Brief
Among the entries below, find every line that has "dark" and pull it out.

Provided data
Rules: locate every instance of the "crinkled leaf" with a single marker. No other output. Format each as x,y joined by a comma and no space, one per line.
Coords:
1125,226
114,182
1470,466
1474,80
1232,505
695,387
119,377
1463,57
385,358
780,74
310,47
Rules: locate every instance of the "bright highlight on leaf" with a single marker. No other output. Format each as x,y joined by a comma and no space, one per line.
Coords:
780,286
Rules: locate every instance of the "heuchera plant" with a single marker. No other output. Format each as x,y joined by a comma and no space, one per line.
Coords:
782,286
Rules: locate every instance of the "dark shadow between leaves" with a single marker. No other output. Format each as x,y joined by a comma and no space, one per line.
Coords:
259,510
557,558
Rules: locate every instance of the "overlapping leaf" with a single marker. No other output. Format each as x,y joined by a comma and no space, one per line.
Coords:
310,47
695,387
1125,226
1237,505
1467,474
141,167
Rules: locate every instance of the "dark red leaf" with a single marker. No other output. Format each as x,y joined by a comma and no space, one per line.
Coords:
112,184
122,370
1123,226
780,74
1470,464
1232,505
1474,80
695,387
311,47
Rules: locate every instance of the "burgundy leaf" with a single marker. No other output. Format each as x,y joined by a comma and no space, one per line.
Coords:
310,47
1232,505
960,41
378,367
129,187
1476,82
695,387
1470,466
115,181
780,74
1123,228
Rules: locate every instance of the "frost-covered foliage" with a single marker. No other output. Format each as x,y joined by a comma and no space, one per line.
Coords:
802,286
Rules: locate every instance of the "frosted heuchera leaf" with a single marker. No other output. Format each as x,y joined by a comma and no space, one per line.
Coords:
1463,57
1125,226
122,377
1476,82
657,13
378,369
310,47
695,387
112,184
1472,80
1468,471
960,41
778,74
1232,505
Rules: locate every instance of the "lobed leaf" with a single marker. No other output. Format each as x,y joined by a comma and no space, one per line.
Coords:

Answer to the exercise
Rules: locate every instance of the "dark shadow between leaves" with a single marker. No other output. Format each as x,y joined by a comma and no space, one per line.
Rules: locate every instance of the "dark red leaf" with a single marker. No other output. Format each as x,y joined by a comma and no space, one per line.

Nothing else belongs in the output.